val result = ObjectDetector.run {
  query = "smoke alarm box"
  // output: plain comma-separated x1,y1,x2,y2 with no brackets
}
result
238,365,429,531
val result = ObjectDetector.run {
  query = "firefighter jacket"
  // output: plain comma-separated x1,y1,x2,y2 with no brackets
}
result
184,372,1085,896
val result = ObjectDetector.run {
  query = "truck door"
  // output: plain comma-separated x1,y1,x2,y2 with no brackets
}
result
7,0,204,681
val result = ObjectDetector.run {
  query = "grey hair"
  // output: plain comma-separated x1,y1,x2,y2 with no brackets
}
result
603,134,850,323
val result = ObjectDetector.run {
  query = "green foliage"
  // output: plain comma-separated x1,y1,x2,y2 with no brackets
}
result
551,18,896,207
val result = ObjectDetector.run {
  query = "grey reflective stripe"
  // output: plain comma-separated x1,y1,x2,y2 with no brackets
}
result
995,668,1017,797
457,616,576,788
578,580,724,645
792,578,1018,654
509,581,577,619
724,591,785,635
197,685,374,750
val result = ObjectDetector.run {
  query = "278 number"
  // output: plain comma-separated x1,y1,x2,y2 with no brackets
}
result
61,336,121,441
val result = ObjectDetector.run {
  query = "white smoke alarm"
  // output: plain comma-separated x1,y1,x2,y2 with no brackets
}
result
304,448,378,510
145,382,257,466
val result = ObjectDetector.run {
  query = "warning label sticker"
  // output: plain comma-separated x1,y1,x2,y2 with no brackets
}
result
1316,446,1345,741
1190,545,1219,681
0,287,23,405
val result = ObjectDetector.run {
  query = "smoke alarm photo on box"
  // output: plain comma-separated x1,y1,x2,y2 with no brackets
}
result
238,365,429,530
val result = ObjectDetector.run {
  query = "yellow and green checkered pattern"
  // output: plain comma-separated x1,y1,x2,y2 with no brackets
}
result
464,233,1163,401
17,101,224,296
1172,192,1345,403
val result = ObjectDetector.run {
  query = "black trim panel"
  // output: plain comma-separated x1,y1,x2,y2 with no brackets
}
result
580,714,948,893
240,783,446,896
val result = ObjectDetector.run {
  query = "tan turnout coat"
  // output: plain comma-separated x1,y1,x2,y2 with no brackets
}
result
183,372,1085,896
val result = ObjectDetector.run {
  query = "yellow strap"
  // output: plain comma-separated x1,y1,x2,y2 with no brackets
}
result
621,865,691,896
# # # # #
*Written task*:
Rewrite the rows above, requests included, from the first line up to and including the line with "7,0,204,681". Shift each bounding-box coordinate in the answers up by 118.

*Problem solution*:
val result = ObjectDetector.run {
  query = "smoke alarm box"
  // output: plain comma-separated x1,y1,x2,y2 with no brackets
}
result
356,483,547,649
val result = ObjectDetector.run {
  query = "firefighter jacket"
  // output: plain comma-separated x1,y1,x2,y2 with no brackets
}
result
302,490,1203,1014
val result = ObjectDetector.run {
  query = "truck door"
  // output: plain comma-separated x1,y1,x2,y2 with no brackets
}
result
125,118,322,799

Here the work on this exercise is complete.